Entries from a dataset:
= = =

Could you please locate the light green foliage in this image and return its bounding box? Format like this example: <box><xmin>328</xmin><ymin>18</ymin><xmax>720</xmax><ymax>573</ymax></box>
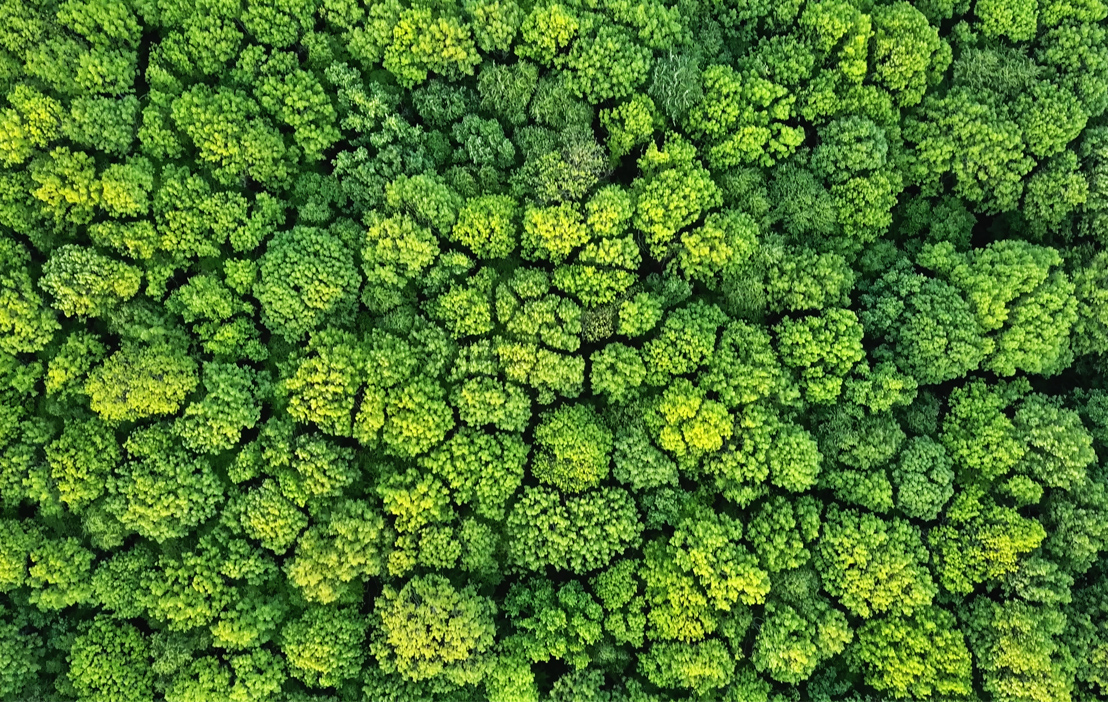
<box><xmin>383</xmin><ymin>7</ymin><xmax>481</xmax><ymax>87</ymax></box>
<box><xmin>773</xmin><ymin>308</ymin><xmax>864</xmax><ymax>404</ymax></box>
<box><xmin>688</xmin><ymin>65</ymin><xmax>804</xmax><ymax>168</ymax></box>
<box><xmin>239</xmin><ymin>481</ymin><xmax>308</xmax><ymax>555</ymax></box>
<box><xmin>643</xmin><ymin>301</ymin><xmax>727</xmax><ymax>385</ymax></box>
<box><xmin>677</xmin><ymin>210</ymin><xmax>758</xmax><ymax>285</ymax></box>
<box><xmin>371</xmin><ymin>576</ymin><xmax>496</xmax><ymax>685</ymax></box>
<box><xmin>68</xmin><ymin>616</ymin><xmax>154</xmax><ymax>702</ymax></box>
<box><xmin>45</xmin><ymin>420</ymin><xmax>123</xmax><ymax>512</ymax></box>
<box><xmin>27</xmin><ymin>537</ymin><xmax>95</xmax><ymax>611</ymax></box>
<box><xmin>515</xmin><ymin>2</ymin><xmax>581</xmax><ymax>65</ymax></box>
<box><xmin>704</xmin><ymin>404</ymin><xmax>823</xmax><ymax>498</ymax></box>
<box><xmin>927</xmin><ymin>492</ymin><xmax>1046</xmax><ymax>595</ymax></box>
<box><xmin>464</xmin><ymin>0</ymin><xmax>523</xmax><ymax>53</ymax></box>
<box><xmin>564</xmin><ymin>24</ymin><xmax>652</xmax><ymax>104</ymax></box>
<box><xmin>632</xmin><ymin>133</ymin><xmax>722</xmax><ymax>260</ymax></box>
<box><xmin>642</xmin><ymin>510</ymin><xmax>770</xmax><ymax>641</ymax></box>
<box><xmin>505</xmin><ymin>487</ymin><xmax>643</xmax><ymax>572</ymax></box>
<box><xmin>172</xmin><ymin>84</ymin><xmax>288</xmax><ymax>185</ymax></box>
<box><xmin>645</xmin><ymin>378</ymin><xmax>733</xmax><ymax>466</ymax></box>
<box><xmin>649</xmin><ymin>53</ymin><xmax>704</xmax><ymax>120</ymax></box>
<box><xmin>254</xmin><ymin>227</ymin><xmax>361</xmax><ymax>341</ymax></box>
<box><xmin>850</xmin><ymin>607</ymin><xmax>973</xmax><ymax>700</ymax></box>
<box><xmin>873</xmin><ymin>2</ymin><xmax>950</xmax><ymax>106</ymax></box>
<box><xmin>176</xmin><ymin>362</ymin><xmax>261</xmax><ymax>453</ymax></box>
<box><xmin>109</xmin><ymin>424</ymin><xmax>223</xmax><ymax>543</ymax></box>
<box><xmin>280</xmin><ymin>605</ymin><xmax>366</xmax><ymax>688</ymax></box>
<box><xmin>0</xmin><ymin>239</ymin><xmax>59</xmax><ymax>354</ymax></box>
<box><xmin>40</xmin><ymin>246</ymin><xmax>142</xmax><ymax>317</ymax></box>
<box><xmin>85</xmin><ymin>340</ymin><xmax>198</xmax><ymax>423</ymax></box>
<box><xmin>421</xmin><ymin>429</ymin><xmax>527</xmax><ymax>520</ymax></box>
<box><xmin>890</xmin><ymin>436</ymin><xmax>954</xmax><ymax>522</ymax></box>
<box><xmin>974</xmin><ymin>0</ymin><xmax>1038</xmax><ymax>41</ymax></box>
<box><xmin>523</xmin><ymin>205</ymin><xmax>589</xmax><ymax>264</ymax></box>
<box><xmin>751</xmin><ymin>593</ymin><xmax>852</xmax><ymax>683</ymax></box>
<box><xmin>0</xmin><ymin>83</ymin><xmax>63</xmax><ymax>166</ymax></box>
<box><xmin>531</xmin><ymin>404</ymin><xmax>612</xmax><ymax>493</ymax></box>
<box><xmin>0</xmin><ymin>0</ymin><xmax>1108</xmax><ymax>702</ymax></box>
<box><xmin>639</xmin><ymin>639</ymin><xmax>735</xmax><ymax>694</ymax></box>
<box><xmin>30</xmin><ymin>146</ymin><xmax>101</xmax><ymax>225</ymax></box>
<box><xmin>966</xmin><ymin>597</ymin><xmax>1069</xmax><ymax>702</ymax></box>
<box><xmin>706</xmin><ymin>320</ymin><xmax>782</xmax><ymax>409</ymax></box>
<box><xmin>819</xmin><ymin>507</ymin><xmax>937</xmax><ymax>618</ymax></box>
<box><xmin>450</xmin><ymin>195</ymin><xmax>519</xmax><ymax>258</ymax></box>
<box><xmin>450</xmin><ymin>378</ymin><xmax>531</xmax><ymax>432</ymax></box>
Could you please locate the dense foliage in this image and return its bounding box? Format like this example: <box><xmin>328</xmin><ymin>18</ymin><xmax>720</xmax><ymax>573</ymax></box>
<box><xmin>0</xmin><ymin>0</ymin><xmax>1108</xmax><ymax>702</ymax></box>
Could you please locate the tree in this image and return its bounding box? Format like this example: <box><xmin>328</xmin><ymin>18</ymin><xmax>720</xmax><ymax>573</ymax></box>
<box><xmin>420</xmin><ymin>429</ymin><xmax>534</xmax><ymax>520</ymax></box>
<box><xmin>850</xmin><ymin>607</ymin><xmax>973</xmax><ymax>700</ymax></box>
<box><xmin>68</xmin><ymin>615</ymin><xmax>154</xmax><ymax>702</ymax></box>
<box><xmin>255</xmin><ymin>227</ymin><xmax>361</xmax><ymax>341</ymax></box>
<box><xmin>280</xmin><ymin>605</ymin><xmax>366</xmax><ymax>688</ymax></box>
<box><xmin>632</xmin><ymin>133</ymin><xmax>722</xmax><ymax>260</ymax></box>
<box><xmin>640</xmin><ymin>512</ymin><xmax>770</xmax><ymax>641</ymax></box>
<box><xmin>504</xmin><ymin>578</ymin><xmax>603</xmax><ymax>669</ymax></box>
<box><xmin>819</xmin><ymin>506</ymin><xmax>937</xmax><ymax>618</ymax></box>
<box><xmin>966</xmin><ymin>597</ymin><xmax>1071</xmax><ymax>701</ymax></box>
<box><xmin>890</xmin><ymin>436</ymin><xmax>954</xmax><ymax>520</ymax></box>
<box><xmin>639</xmin><ymin>639</ymin><xmax>735</xmax><ymax>694</ymax></box>
<box><xmin>531</xmin><ymin>404</ymin><xmax>612</xmax><ymax>493</ymax></box>
<box><xmin>773</xmin><ymin>309</ymin><xmax>864</xmax><ymax>404</ymax></box>
<box><xmin>107</xmin><ymin>423</ymin><xmax>223</xmax><ymax>543</ymax></box>
<box><xmin>370</xmin><ymin>576</ymin><xmax>496</xmax><ymax>685</ymax></box>
<box><xmin>0</xmin><ymin>239</ymin><xmax>59</xmax><ymax>354</ymax></box>
<box><xmin>176</xmin><ymin>362</ymin><xmax>264</xmax><ymax>453</ymax></box>
<box><xmin>450</xmin><ymin>195</ymin><xmax>519</xmax><ymax>258</ymax></box>
<box><xmin>505</xmin><ymin>487</ymin><xmax>643</xmax><ymax>572</ymax></box>
<box><xmin>45</xmin><ymin>419</ymin><xmax>123</xmax><ymax>512</ymax></box>
<box><xmin>85</xmin><ymin>339</ymin><xmax>198</xmax><ymax>424</ymax></box>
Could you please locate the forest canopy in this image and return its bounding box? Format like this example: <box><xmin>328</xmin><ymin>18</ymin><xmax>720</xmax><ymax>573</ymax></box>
<box><xmin>0</xmin><ymin>0</ymin><xmax>1108</xmax><ymax>702</ymax></box>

= = =

(THE TASK):
Extract every line in the rows above that contains the word "light".

(ANSWER TO THE EXERCISE):
Could you please locate the light green foliage in this image and return its bounding box? Format like this example: <box><xmin>328</xmin><ymin>18</ymin><xmax>720</xmax><ymax>573</ymax></box>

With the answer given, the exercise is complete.